--- Exercise directions ---
Reproduce everything in the speech act passage below, from "As a major point, the" down to "create new facts.".

--- Source text ---
::::::::::
As a major point, the performative analysis from Austin’s first theory has been preserved in his second theory, but in a more generalized form. Now, illocutionary acts in general – not just performatives – create new facts.
As Searle has pointed out (Searle 1968), Austin’s analysis is ambiguous. It is not clear whether “reference and meaning” is confined to the locution, “It’s a sunny day”, or whether it is including the expression of the illocution too, in cases where such expressions are used: “I am lucky to inform you that it’s a sunny day.” If the first is meant, we have the problem of explaining what an illocutionary act is when no linguistic means are used. If the second is meant, then we must include illocutions, contextually marked, along with illocutions expressed with explicit performative formulas like “I state that … “, “I promise that …” etc. or grammatical moods like indicative, imperative etc. as markers with a definite meaning and a definite reference, and reserve the term locution or the equivalent proposition(al act) for the propositional content that is the part prototypically expressed by a that-clause in phrases like “I state that …”, “I promise that …” Searle suggests the second alternative, especially since it also clears up the distinction between illocution and perlocution: while the purpose of illocutions (with their embedded locutions) are to get the hearer to understand the markers (words, contextual features etc.) expressing the illocution, perlocutions aims exclusively at instrumental success, namely the changing of the beliefs or actions of the hearer. Here perlocutions mentioned in the corresponding illocutions are of special interest, for instance getting the hearer to vote (perlocution) by urging him to vote (illocution) or convincing the hearer something about the weather (perlocution) by reporting something about it (illocution).
Connected with the question of the general structure of each speech act in language is the question of how many basic illocutions we have. This question Austin tries to answer in his last lecture in How to Do Things with Words. Here he introduces five classes. In A Taxonomy of Speech Acts (1975) Searle has made some major improvements on Austin’s attempt, so we will confine ourselves to Searles classification. As a prerequisite, Searle puts up a set of twelve parameters in order to control the classification. His three most important parameters are: illocutionary mode, direction of fit and mental mode. Solely based on these three parameters it is, according to Searle, possible to distinguish between four basic types of illocutionary acts, namely:
(1) assertives
(2) commissives
(3) directives
(4) expressives
A fifth class of illocutions, declarations, he later (Searle 1989) realized wasn’t a genuine class, but actually an ingredient in all types of social acts, including all speech acts. Searle’s taxonomy is generally recognized as an element in standard speech act theory. If we pair parameters with the four types of illocutionary acts, we get the following descriptions of the types:
(1) assertives have the illocutionary point of committing the speaker to the truth of the imbedded locution (proposition), they have a word to world direction of fit, and they express a wish from the speaker to let the hearer know the content of the imbedded locution,
(2) commissives have the illocutionary point of committing the speaker to a future act of his mentioned in the locution (proposition), they have a world to word direction of fit, and they express a wish from the hearer to get the result of the speaker’s future action realized,
(3) directives have the illocutionary point of getting the hearer to perform a future act mentioned in the locution (proposition), they have a world to word direction of fit, and they express a wish from the side of the speaker to get the result of the hearer’s future action realized,
(4) expressives have the illocutionary point of committing the speaker to the sincerity of the embedded locution (proposition), they have a world to word direction of fit, and they express a mental state of the speaker.
::::::::::
--- Rows ---
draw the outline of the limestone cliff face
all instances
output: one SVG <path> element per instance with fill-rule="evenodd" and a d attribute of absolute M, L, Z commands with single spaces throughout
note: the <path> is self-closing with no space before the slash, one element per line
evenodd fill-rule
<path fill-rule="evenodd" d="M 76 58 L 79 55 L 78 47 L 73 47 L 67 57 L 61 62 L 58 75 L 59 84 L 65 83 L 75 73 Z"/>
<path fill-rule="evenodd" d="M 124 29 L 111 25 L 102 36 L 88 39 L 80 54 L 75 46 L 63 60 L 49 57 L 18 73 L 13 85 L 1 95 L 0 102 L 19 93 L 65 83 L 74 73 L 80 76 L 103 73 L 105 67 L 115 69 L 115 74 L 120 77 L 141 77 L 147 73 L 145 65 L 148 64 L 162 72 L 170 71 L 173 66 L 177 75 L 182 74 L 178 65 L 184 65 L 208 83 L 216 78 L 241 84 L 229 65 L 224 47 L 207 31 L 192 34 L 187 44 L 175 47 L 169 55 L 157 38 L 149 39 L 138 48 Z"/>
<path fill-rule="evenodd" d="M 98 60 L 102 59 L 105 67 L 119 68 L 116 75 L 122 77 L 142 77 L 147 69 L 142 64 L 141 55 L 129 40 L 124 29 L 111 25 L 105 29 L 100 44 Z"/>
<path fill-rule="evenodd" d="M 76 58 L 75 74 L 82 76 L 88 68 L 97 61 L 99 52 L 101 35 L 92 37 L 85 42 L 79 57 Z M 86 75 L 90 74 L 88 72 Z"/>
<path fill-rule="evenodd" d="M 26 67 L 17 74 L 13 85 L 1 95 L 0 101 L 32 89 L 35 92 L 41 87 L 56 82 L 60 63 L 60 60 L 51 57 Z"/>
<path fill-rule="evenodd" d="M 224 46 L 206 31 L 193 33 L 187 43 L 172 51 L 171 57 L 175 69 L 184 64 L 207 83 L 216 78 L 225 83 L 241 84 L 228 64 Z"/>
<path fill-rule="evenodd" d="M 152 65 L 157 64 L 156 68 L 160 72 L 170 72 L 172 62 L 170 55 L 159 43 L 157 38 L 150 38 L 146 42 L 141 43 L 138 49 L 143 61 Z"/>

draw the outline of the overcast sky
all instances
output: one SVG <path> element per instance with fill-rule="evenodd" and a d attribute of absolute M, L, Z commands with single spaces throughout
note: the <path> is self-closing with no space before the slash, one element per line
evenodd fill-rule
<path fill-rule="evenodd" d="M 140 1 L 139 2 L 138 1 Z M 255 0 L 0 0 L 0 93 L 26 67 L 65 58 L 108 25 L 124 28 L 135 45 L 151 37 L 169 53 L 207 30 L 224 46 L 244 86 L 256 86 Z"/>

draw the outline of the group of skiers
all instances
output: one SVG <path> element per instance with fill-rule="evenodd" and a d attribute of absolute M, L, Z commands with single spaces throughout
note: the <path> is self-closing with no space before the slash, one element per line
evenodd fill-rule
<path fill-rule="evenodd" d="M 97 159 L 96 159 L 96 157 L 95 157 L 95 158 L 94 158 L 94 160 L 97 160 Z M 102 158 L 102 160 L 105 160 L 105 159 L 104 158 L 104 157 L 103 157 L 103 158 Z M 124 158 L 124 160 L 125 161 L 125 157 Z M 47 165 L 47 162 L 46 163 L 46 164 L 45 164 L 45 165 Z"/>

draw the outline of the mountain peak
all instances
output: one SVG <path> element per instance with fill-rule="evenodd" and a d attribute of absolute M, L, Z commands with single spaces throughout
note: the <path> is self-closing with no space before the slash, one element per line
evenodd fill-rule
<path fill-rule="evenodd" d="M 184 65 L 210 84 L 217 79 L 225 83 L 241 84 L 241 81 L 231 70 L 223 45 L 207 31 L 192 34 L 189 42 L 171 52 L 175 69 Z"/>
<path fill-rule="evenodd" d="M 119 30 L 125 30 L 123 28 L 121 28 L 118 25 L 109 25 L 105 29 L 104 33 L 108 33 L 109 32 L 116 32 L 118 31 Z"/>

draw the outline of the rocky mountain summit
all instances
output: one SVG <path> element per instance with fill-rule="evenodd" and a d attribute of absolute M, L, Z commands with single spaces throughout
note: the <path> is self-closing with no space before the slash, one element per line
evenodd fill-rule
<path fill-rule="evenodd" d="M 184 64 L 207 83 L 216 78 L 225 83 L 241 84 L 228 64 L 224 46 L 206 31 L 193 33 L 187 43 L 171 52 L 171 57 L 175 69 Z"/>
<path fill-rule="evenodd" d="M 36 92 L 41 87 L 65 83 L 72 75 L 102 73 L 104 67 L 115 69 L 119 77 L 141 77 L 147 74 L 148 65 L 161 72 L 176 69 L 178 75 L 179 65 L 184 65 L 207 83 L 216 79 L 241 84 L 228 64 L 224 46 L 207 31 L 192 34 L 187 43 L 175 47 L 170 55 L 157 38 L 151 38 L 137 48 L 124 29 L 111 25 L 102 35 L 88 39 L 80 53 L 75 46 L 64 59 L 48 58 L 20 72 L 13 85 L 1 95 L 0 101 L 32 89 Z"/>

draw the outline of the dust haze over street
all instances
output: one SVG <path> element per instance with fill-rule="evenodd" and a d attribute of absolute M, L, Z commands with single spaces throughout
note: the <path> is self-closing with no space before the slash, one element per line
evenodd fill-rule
::::::::::
--- Exercise output ---
As a major point, the performative analysis from Austin’s first theory has been preserved in his second theory, but in a more generalized form. Now, illocutionary acts in general – not just performatives – create new facts.